▶ _EXERCISE PROMPT_:
Reproduce verbatim the lines from the one containing "A rule for this batch: each instance of the small green" to the one containing "column 274, row 284". Include both of those end lines and nothing else.

BEGIN RECORDED DATA

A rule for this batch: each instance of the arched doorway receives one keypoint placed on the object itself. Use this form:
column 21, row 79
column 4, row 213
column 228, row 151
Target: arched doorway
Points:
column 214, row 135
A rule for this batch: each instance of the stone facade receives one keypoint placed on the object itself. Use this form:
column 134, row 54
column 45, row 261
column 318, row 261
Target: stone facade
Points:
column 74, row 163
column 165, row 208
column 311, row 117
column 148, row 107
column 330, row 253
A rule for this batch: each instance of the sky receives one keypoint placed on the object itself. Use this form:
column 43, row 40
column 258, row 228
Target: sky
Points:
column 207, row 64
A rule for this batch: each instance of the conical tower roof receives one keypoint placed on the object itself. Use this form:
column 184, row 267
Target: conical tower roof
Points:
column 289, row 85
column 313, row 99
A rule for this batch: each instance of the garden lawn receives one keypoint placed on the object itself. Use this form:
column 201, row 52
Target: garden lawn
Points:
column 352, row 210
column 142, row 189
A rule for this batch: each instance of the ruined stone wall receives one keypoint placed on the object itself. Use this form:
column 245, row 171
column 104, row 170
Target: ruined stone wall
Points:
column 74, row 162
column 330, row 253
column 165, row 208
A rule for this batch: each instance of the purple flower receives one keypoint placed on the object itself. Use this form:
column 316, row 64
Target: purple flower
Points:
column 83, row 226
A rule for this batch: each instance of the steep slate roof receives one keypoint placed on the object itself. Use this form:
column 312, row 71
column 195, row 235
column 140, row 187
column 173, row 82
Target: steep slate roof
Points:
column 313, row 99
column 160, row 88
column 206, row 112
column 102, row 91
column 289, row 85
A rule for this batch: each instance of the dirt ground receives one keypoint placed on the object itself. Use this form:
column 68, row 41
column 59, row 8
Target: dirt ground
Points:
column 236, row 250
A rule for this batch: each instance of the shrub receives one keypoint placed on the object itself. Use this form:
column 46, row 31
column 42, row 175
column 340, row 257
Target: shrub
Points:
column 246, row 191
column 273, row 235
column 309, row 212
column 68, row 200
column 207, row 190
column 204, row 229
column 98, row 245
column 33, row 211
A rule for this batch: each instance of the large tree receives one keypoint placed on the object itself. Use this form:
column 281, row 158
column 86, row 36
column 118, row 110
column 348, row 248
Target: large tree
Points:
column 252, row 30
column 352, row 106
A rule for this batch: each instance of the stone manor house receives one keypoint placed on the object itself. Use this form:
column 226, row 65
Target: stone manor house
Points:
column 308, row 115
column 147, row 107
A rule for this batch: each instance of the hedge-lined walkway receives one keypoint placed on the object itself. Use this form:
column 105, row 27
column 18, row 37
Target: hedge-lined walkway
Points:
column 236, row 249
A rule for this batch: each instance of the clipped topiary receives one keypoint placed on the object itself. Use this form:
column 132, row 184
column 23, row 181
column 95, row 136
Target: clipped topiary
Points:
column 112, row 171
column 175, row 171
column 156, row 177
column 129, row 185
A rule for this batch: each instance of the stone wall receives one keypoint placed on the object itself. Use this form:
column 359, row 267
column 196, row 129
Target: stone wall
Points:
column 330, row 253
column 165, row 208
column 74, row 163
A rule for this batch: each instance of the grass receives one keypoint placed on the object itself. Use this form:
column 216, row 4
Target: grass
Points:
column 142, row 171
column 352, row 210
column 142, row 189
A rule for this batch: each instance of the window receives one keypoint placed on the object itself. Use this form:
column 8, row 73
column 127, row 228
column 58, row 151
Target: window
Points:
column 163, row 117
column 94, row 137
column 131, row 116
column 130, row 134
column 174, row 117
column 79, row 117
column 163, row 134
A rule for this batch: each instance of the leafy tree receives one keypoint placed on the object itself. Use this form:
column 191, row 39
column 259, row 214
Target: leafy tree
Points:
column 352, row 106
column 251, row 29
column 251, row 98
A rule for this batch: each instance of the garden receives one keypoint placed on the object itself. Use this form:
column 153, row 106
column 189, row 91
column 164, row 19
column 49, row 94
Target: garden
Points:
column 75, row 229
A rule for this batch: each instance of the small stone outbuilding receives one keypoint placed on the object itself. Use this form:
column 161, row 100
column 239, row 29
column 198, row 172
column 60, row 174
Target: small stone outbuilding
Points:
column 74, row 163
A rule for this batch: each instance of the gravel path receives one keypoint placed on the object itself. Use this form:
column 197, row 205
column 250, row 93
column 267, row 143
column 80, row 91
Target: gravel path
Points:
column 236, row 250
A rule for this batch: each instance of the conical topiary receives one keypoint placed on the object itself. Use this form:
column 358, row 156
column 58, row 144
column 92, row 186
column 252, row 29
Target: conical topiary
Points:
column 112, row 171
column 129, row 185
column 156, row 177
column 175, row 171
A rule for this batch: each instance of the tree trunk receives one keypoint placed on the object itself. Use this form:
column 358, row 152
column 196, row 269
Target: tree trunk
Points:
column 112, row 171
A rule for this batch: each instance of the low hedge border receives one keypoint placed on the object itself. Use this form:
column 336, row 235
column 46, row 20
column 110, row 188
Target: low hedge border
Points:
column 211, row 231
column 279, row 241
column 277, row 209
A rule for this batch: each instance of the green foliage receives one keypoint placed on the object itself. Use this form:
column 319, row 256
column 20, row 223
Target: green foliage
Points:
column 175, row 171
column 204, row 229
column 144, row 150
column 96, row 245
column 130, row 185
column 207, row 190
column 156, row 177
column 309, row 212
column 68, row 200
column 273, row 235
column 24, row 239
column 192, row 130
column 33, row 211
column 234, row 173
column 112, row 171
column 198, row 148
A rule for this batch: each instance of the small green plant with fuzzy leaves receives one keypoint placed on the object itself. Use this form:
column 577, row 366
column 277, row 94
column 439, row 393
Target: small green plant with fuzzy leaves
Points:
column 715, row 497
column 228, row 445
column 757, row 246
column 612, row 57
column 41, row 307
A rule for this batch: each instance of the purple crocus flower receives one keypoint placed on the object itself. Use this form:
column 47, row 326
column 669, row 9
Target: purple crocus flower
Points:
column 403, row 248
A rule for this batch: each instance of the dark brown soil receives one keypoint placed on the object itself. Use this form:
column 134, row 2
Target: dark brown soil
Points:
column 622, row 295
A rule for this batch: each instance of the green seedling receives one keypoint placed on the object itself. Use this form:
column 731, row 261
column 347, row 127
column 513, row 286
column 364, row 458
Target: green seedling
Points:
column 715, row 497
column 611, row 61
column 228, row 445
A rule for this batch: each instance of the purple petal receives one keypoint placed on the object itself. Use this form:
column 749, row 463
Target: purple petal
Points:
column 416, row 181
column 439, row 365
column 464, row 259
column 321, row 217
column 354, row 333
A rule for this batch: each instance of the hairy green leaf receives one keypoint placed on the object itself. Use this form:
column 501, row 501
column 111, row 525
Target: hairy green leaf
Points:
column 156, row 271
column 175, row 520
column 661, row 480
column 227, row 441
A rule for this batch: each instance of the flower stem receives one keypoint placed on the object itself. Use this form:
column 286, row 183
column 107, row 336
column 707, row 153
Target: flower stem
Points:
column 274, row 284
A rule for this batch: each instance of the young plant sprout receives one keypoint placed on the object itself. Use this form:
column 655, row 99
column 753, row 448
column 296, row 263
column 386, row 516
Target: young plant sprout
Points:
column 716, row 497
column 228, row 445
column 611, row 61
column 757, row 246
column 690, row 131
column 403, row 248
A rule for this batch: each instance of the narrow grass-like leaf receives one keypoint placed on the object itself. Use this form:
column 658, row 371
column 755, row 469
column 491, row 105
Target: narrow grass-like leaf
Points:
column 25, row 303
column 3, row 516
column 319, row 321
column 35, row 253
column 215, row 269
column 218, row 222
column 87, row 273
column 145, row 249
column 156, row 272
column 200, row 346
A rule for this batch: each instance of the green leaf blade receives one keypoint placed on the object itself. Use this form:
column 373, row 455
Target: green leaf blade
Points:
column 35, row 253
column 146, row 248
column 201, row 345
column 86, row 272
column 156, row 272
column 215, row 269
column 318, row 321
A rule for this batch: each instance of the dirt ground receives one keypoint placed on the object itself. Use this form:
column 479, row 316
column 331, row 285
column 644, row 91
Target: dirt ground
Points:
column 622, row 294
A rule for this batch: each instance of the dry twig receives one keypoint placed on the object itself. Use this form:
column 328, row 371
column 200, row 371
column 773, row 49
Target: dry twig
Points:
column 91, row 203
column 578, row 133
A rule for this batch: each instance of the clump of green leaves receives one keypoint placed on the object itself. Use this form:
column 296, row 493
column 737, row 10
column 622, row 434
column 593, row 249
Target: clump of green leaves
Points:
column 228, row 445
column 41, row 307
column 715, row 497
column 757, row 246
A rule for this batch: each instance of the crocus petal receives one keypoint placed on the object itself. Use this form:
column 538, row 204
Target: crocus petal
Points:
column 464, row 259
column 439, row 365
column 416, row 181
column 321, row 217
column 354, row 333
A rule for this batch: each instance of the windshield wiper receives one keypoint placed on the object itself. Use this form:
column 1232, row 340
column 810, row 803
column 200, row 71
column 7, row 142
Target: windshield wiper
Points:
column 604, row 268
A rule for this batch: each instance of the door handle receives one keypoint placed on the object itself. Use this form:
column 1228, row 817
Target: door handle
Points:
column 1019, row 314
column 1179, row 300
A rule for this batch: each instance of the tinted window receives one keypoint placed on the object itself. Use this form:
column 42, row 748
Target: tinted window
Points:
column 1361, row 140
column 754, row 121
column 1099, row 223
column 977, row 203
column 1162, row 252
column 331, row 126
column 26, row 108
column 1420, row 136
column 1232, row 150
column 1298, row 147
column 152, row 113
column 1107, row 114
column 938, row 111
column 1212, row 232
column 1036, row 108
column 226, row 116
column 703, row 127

END RECORDED DATA

▶ _RESPONSE TO THE EXERCISE_:
A rule for this batch: each instance of the small green plant with fuzzy leaves receives one keypoint placed on the object itself. Use this form:
column 577, row 366
column 277, row 94
column 439, row 393
Target: small green plant with fuzzy leaves
Points:
column 715, row 497
column 228, row 445
column 757, row 246
column 612, row 57
column 41, row 307
A rule for this batch: each instance of the purple crocus flower receives one keypoint placed on the object itself. Use this form:
column 47, row 326
column 669, row 9
Target: purple crocus flower
Points:
column 403, row 248
A rule for this batch: each instance of the dark brown soil receives one keypoint placed on the object itself. Use this form:
column 134, row 2
Target: dark brown soil
Points:
column 622, row 295
A rule for this batch: each instance of the green seedling receives one keypoint placed on the object itself. Use this form:
column 731, row 261
column 347, row 127
column 513, row 286
column 364, row 458
Target: green seedling
Points:
column 715, row 497
column 611, row 61
column 228, row 445
A rule for this batch: each instance of the purple petal receives one keypoint placed on the object itself. Use this form:
column 749, row 463
Target: purple petal
Points:
column 416, row 181
column 439, row 365
column 464, row 259
column 321, row 217
column 354, row 333
A rule for this batch: each instance of the hairy green leaf receives one keypoint placed on the object itself. Use this form:
column 501, row 501
column 111, row 525
Target: hairy green leaf
Points:
column 156, row 271
column 175, row 520
column 661, row 480
column 227, row 441
A rule for this batch: each instance of the flower stem receives one keypoint placed on the object itself. Use this form:
column 286, row 183
column 107, row 336
column 707, row 153
Target: flower stem
Points:
column 274, row 284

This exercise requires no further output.